Required work:
Which lines in the records below contain the string "every", with the same uppercase and lowercase letters? Copy out each of those lines.
[Start of Recorded data]
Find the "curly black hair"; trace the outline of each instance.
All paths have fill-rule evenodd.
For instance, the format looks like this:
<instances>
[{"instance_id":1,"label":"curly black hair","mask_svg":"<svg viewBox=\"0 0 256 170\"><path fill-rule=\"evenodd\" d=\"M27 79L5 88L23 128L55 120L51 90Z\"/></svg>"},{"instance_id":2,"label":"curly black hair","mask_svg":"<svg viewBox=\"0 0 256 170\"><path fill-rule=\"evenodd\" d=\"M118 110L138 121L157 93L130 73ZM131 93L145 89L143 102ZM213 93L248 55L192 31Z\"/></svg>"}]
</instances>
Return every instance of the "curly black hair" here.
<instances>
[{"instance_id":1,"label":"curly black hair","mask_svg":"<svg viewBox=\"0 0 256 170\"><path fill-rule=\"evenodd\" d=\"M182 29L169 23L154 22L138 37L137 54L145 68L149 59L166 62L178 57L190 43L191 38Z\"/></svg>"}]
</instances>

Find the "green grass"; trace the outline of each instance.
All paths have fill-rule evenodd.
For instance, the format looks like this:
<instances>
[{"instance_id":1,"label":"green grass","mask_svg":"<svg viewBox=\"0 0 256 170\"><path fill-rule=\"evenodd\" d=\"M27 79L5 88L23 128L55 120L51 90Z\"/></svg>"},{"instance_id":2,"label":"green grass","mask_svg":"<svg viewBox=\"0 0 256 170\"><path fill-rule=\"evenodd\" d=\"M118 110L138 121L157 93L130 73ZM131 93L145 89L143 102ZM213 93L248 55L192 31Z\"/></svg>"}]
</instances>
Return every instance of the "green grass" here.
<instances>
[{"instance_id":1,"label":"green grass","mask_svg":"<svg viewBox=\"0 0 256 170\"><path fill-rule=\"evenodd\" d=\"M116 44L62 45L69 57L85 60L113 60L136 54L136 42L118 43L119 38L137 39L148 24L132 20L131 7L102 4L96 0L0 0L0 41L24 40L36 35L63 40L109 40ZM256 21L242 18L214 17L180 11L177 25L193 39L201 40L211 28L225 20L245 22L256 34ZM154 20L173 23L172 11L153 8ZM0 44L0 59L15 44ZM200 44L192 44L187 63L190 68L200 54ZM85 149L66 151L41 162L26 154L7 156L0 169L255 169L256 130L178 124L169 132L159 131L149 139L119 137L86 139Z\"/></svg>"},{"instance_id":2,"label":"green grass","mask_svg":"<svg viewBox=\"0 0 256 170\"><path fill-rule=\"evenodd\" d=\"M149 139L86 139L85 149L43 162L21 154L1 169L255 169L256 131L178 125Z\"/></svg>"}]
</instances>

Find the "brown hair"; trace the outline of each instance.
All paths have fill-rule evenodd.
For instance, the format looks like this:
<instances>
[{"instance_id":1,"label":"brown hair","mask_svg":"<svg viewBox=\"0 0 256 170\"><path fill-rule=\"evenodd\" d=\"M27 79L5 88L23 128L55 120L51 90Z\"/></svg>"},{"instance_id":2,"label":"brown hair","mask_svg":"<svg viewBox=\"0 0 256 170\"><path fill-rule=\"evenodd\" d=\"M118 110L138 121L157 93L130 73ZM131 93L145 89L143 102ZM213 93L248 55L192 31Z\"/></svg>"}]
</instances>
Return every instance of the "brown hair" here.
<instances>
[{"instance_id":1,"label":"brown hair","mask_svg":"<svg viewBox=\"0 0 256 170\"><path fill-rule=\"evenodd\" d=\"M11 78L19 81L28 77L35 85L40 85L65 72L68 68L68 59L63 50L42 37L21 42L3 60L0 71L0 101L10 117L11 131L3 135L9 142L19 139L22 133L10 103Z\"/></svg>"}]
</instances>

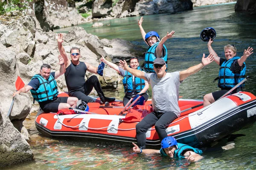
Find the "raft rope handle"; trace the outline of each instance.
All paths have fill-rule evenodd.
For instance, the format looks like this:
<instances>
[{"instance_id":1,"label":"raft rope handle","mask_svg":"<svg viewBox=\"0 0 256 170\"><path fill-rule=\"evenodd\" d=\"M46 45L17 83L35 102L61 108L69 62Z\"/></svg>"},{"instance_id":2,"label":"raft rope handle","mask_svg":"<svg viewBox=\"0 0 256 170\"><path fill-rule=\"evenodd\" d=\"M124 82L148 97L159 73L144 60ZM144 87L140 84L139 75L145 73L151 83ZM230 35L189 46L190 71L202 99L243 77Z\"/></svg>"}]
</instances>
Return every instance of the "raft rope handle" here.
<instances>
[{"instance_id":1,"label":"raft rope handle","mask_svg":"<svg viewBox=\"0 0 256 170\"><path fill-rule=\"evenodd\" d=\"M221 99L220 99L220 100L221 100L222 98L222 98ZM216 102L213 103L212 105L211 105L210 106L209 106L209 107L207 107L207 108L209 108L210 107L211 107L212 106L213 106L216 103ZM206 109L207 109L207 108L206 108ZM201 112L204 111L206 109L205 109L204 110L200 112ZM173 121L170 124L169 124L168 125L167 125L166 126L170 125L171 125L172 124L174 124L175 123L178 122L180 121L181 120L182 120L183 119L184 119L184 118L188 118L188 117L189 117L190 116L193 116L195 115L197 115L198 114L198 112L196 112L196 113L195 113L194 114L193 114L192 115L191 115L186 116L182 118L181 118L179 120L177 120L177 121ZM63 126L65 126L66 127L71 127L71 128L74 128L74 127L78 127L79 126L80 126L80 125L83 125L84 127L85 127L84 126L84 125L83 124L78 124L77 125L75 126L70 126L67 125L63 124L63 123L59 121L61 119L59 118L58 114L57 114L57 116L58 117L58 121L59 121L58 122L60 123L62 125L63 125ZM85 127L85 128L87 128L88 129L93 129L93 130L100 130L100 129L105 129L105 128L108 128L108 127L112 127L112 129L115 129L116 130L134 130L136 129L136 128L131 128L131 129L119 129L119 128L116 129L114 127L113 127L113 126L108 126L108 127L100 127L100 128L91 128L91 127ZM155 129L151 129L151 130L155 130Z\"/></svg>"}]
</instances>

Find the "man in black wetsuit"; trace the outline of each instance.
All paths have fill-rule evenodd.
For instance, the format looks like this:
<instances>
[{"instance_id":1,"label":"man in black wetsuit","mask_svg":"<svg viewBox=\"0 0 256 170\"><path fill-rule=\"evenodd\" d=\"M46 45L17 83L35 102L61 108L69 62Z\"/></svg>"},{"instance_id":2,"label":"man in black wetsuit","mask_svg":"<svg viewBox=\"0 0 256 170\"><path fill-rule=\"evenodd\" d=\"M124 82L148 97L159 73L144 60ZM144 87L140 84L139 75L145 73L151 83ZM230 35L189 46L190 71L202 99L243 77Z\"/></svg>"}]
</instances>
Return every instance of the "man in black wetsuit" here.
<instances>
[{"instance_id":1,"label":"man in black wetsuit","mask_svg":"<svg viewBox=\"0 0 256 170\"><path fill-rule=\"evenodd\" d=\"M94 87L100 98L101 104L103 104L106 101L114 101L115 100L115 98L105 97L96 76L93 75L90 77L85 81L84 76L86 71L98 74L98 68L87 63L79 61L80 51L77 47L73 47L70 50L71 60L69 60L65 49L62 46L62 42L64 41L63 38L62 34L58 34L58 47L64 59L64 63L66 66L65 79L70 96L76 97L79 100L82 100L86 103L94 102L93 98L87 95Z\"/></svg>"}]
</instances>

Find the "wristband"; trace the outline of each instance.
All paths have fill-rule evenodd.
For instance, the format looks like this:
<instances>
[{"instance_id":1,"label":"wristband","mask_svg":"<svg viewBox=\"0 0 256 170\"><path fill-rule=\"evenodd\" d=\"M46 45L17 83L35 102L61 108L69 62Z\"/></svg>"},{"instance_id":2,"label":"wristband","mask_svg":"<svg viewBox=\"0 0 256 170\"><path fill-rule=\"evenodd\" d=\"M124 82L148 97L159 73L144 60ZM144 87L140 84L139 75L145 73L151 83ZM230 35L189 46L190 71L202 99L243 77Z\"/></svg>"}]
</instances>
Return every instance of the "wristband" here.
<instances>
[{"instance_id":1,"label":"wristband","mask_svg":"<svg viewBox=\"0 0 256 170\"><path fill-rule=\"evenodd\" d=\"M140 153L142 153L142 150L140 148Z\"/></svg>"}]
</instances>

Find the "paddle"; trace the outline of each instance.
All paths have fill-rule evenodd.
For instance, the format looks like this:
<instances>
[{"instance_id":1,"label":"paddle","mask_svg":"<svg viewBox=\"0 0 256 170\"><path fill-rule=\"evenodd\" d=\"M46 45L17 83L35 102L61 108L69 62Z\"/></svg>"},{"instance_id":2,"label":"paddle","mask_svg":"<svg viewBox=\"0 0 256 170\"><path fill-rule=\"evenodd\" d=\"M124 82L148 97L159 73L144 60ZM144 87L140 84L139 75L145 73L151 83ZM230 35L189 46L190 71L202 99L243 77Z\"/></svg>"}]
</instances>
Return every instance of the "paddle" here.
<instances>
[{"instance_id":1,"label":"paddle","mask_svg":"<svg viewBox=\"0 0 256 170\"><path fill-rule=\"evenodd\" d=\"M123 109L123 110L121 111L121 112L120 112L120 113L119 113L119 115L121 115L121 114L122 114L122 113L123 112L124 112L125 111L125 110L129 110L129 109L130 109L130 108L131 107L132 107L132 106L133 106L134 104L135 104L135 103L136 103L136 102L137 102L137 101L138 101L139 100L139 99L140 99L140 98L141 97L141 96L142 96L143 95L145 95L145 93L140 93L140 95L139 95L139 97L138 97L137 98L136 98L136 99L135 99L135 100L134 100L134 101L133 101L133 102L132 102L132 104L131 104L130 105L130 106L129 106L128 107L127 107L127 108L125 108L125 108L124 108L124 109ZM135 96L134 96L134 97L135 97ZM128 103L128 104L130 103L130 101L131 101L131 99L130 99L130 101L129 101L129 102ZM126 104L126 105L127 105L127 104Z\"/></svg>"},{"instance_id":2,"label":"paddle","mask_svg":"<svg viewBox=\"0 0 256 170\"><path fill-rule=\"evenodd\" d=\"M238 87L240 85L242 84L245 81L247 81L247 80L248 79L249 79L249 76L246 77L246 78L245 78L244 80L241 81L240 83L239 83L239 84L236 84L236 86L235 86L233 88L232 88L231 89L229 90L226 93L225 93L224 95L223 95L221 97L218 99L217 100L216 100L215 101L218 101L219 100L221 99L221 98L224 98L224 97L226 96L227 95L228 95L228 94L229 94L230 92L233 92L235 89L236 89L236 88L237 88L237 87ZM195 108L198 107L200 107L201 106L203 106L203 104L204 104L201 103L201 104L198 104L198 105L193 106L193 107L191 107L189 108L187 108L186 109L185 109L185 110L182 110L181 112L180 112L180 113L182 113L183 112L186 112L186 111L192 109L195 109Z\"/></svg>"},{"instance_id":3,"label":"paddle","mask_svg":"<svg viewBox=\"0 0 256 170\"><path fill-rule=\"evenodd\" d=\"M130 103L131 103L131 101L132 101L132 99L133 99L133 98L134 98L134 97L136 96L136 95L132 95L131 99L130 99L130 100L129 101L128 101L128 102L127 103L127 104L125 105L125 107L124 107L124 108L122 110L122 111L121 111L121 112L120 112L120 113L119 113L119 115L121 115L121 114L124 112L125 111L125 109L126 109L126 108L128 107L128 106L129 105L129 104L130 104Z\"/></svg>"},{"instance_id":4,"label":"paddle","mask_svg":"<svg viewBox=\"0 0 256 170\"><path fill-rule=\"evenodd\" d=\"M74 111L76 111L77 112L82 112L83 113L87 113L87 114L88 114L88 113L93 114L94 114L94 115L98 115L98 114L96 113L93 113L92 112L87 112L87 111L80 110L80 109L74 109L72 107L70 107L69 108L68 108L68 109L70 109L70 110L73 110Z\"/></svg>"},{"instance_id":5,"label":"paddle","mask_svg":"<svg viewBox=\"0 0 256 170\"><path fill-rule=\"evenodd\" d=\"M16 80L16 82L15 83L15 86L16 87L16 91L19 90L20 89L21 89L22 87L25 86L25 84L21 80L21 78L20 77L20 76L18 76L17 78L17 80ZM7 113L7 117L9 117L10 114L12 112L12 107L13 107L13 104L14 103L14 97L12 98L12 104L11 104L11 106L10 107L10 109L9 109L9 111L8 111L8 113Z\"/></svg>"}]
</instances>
[End of Recorded data]
Task answer:
Return every instance of the "curly black hair" here.
Return every instance of the "green grass" here.
Return every instance of the "brown hair" here.
Return every instance of the "raft rope handle" here.
Return every instance of the "man in black wetsuit" here.
Return every instance of the "wristband" here.
Return every instance of the "paddle" here.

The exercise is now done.